** START OF Data records **
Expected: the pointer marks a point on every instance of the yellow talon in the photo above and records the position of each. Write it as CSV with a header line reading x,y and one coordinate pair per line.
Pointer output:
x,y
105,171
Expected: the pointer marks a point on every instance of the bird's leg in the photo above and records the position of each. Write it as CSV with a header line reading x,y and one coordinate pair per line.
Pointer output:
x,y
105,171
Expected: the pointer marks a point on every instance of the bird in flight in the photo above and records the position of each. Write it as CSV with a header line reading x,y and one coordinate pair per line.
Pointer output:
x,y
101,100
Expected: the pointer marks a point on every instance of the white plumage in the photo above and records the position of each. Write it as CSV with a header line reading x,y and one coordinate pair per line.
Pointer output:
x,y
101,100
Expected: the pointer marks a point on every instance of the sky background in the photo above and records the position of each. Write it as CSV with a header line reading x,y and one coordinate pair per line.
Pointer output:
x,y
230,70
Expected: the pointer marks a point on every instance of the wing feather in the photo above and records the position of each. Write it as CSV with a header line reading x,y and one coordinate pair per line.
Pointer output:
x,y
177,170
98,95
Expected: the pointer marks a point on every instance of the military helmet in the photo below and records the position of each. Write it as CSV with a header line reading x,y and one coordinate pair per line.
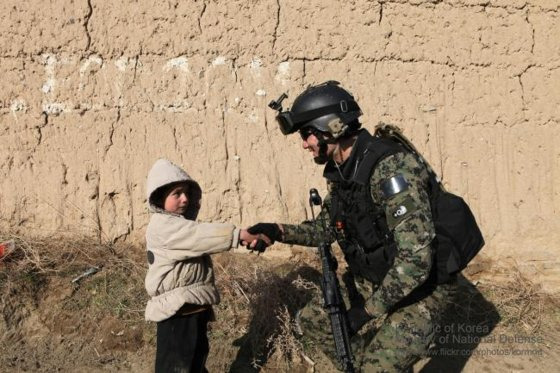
** END OF Data records **
Directions: Please copy the whole listing above line for line, without the pictures.

Task result:
Expected: the pointer marks a point on every instance of the yellow talon in the photo above and records the position of each. Write it as CSV with a header line reading x,y and one coordinate pair per line.
Pointer output:
x,y
105,171
Expected: the pointer marks a point on every instance of the bird's leg in the photo above and records the position of each. Write it as CSV with a header line reading x,y and one coordinate pair per line.
Pointer output:
x,y
105,171
Expected: the pointer marks a point on every instance of the bird in flight in the photo above and records the position of each. Write it as CSV with a header line reading x,y and one coordinate pair per line.
Pointer output:
x,y
101,100
Expected: the pointer marks a point on every instance of the white plumage in the photo above and records the position of each. Write it as CSV with a header line reading x,y and one coordinate pair per line.
Pointer output:
x,y
101,100
Expected: the pointer marks a point on every instance of the sky background in the photo above and records the position of each. Write it as CSV with a header line reading x,y and one coordinate pair per line.
Pointer output:
x,y
230,70
Expected: the pointer marks a point on every instance of the wing feather in the photo above and records the position of each. Write it as CSV with a header line reading x,y and one coordinate pair per line.
Pointer output:
x,y
177,170
98,95
Expected: the pointer marks a point on every instance of the military helmet in the photo below and records the position of each. Write it as CSV with a header line reading x,y and one coordinate pair per line.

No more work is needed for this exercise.